• Instructions to follow: Can you return the records below exactly as they stand, but only from the first line through the one with "# test: mark the weed"?

Start of Records to use

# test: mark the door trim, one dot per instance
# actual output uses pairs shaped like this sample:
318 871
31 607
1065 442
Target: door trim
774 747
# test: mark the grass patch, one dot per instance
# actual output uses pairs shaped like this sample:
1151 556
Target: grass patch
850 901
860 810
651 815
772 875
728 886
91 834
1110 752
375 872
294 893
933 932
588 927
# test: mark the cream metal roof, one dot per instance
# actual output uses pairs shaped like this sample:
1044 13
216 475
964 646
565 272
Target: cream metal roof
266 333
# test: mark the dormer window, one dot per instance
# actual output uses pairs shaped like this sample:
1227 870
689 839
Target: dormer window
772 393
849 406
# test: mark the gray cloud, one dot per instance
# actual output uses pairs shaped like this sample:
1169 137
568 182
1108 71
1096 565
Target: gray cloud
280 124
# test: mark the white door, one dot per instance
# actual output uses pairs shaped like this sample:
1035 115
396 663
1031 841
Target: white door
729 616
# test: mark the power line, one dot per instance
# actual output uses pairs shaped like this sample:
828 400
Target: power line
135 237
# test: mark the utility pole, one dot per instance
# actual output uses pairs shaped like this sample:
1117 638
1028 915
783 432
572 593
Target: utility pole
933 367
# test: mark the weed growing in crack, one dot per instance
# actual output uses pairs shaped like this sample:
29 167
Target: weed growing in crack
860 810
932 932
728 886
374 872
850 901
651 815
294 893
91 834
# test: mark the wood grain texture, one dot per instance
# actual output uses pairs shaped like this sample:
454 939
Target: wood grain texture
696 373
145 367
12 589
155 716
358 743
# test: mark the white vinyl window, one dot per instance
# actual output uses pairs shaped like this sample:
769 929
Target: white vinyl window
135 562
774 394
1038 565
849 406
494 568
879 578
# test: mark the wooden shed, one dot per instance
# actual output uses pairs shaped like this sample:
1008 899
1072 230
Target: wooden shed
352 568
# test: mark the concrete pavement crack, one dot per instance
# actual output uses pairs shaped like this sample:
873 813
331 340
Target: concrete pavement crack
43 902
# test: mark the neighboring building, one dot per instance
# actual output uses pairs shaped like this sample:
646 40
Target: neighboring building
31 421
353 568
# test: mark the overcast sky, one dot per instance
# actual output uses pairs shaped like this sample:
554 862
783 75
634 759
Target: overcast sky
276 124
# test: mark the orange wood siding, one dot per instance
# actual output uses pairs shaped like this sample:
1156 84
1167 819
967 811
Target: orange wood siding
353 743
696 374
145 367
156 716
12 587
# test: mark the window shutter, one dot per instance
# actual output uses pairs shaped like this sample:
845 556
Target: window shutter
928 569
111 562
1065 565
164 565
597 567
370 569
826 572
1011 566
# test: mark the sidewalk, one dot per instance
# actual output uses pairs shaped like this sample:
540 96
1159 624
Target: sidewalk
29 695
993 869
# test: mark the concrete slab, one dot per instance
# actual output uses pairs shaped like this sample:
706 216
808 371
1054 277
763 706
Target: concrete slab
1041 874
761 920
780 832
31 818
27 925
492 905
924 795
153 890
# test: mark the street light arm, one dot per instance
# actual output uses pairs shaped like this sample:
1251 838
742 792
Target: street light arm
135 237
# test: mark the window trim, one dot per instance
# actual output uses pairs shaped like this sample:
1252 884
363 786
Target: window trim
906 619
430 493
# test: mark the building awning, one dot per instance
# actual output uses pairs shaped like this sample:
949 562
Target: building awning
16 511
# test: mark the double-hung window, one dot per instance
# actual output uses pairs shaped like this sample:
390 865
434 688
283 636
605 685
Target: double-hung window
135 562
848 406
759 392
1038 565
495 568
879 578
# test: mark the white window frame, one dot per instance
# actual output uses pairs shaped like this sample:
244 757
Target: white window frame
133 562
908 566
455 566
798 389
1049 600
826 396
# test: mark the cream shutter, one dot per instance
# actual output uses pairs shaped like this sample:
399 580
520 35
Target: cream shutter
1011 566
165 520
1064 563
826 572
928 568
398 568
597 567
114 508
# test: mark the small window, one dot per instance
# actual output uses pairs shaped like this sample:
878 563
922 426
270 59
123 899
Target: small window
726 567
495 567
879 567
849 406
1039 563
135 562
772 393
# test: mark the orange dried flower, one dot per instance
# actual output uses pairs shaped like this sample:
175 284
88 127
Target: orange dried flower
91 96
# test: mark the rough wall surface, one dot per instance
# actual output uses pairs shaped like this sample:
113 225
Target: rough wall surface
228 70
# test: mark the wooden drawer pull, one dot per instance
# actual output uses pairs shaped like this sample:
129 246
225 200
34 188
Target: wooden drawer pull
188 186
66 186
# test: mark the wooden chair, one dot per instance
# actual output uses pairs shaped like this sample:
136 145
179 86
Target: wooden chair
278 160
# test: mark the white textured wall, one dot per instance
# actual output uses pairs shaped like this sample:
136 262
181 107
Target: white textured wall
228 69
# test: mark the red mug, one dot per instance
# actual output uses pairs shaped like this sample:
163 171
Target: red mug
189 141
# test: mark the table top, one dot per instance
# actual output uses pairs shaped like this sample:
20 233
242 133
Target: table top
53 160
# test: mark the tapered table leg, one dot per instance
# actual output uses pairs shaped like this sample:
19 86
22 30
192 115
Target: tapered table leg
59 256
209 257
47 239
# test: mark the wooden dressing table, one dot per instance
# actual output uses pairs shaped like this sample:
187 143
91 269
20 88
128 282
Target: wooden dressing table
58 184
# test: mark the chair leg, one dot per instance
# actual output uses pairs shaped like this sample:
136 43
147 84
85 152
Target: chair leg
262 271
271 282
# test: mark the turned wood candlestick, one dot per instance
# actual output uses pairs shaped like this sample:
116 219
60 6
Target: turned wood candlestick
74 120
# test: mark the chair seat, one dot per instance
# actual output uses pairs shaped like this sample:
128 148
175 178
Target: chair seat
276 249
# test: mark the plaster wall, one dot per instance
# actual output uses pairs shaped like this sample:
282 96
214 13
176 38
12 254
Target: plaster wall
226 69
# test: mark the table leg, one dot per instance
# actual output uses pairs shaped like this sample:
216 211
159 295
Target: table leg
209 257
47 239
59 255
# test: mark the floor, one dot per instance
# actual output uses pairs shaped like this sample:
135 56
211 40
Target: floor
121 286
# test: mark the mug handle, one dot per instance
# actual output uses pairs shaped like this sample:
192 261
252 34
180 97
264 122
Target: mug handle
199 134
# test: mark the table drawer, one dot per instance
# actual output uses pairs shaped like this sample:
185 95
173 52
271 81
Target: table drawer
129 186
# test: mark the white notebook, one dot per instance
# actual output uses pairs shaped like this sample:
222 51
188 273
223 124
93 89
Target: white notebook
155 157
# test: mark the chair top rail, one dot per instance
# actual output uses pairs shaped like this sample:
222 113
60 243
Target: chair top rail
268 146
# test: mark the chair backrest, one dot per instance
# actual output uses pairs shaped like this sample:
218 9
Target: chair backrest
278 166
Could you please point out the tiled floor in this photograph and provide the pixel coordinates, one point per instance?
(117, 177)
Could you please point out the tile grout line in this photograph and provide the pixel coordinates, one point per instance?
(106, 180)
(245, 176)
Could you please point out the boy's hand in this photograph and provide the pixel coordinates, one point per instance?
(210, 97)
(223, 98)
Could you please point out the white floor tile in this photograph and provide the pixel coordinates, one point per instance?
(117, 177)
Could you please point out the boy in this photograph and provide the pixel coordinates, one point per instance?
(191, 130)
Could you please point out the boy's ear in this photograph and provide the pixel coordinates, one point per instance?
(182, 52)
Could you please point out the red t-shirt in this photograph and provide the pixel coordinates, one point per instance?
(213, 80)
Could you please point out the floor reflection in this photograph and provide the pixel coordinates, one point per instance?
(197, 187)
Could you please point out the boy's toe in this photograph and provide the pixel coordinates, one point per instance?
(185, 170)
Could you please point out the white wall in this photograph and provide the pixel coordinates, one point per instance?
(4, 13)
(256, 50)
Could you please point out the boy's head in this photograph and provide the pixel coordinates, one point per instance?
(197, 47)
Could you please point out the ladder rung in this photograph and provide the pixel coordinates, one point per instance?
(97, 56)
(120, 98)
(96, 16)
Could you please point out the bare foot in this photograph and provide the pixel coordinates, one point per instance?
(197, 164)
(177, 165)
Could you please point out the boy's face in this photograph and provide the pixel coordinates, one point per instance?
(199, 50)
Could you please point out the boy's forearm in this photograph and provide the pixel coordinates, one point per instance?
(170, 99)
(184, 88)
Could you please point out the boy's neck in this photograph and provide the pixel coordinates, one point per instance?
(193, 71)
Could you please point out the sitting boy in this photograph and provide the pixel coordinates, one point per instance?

End of Records to use

• Solution:
# test: mark the door trim, one dot per instance
# actual output uses pairs shaped like this sample:
318 871
31 607
1065 442
Target: door trim
774 747
# test: mark the grass patch, one dot per instance
# actual output uses pairs shaped like this sample:
1151 556
Target: grass patch
850 901
860 810
651 815
772 875
728 886
91 834
1110 752
375 872
294 893
933 932
588 927
# test: mark the cream metal roof, one dot per instance
# actual output uses pairs shaped like this sample:
1044 13
216 475
964 646
565 272
Target: cream metal roof
266 333
# test: mark the dormer window, one dot per instance
# actual output uses pairs shaped like this sample:
1227 870
689 839
Target: dormer window
772 393
849 406
# test: mark the gray cloud, one dot per instance
# actual output uses pairs shaped like this sample:
1169 137
568 182
1108 71
1096 565
Target: gray cloud
280 124
# test: mark the white door, one dot per instance
# actual output uses pairs shaped like this sample:
1035 115
396 663
1031 841
Target: white door
729 616
# test: mark the power line, one dot per instance
# actual output uses pairs shaped like this sample:
828 400
Target: power line
135 237
# test: mark the utility pole, one dot per instance
# actual output uses pairs shaped like this sample:
1117 638
1028 915
783 432
572 593
Target: utility pole
933 367
# test: mark the weed growing in crack, one dot per instance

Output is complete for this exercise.